------ Passage provided

2. Accidents are Becoming More Costly

Unfortunately the severity of auto accidents has been trending upward since 2010. Contributing to this alarming trend is the increase in the number of driving related fatalities across the country. The National Safety Council has indicated that fatalities are up another 6% in 2016 which represents the largest total number of fatalities since 2006. Fatal accidents cost the insurance company far more than accidents which do not involve any bodily injury. To compound this problem, medical care in Houston and throughout our country has increased an average of 12% which directly relates to a rise in the cost to treat bodily injury related to an auto wreck.

3. Declines in Investment Revenue to the Insurance Carriers

Insurance companies are some of the largest financial intermediaries on the planet. They take in money in the form of premiums and invest those dollars in high grade corporate and government debt instruments known as bonds. State insurance commissioners will not allow insurers to invest in any risky instruments like equities or commodities, so insurers are limited to debt instruments.

In the aftermath of the financial crisis in 2008, Alan Greenspan, the former chairman of the federal Reserve, began an aggressive campaign to dramatically lower interest rates in the economy in order to lower borrowing costs for consumers and inject liquidity into the financial system. Although this lowering of interest rates ultimately stabilized the markets in the wake of the financial crisis, it dramatically lowered insurers’ rates of return on their interest bearing bonds. Consequently, the largest insurers’ profits have been curtailed dramatically in this ultra- low interest rate environment we have found ourselves in over the last decade.

4. Extreme Weather

Most people would associate bad weather or wind storm damage with homeowners insurance. But, over the last decade hail and flooding have taken its toll on the auto insurance industry in a major way. According to NOAA data, flooding, hail, and tornadoes accounted for over 9 billion dollars in damages to autos in the wake of Hurricanes Sandy and other major weather events across the country.

------------
------ Data

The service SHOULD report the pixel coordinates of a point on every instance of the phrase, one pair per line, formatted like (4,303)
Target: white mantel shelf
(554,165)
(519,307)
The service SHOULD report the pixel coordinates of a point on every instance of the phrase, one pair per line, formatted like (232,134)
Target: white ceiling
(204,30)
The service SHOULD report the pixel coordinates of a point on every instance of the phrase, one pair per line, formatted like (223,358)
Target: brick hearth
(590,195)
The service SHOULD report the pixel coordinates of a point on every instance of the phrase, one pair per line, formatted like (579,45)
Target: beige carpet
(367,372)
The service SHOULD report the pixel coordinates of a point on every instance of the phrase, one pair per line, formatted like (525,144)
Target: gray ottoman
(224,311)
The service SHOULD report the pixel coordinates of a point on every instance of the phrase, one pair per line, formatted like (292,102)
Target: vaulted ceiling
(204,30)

------------

■ **About this task**: According to the passage on rising auto insurance costs, by how much did the National Safety Council say fatalities rose in 2016? The records aren't required for the task.

■ **Completed task**: Another 6%, the largest total number of fatalities since 2006.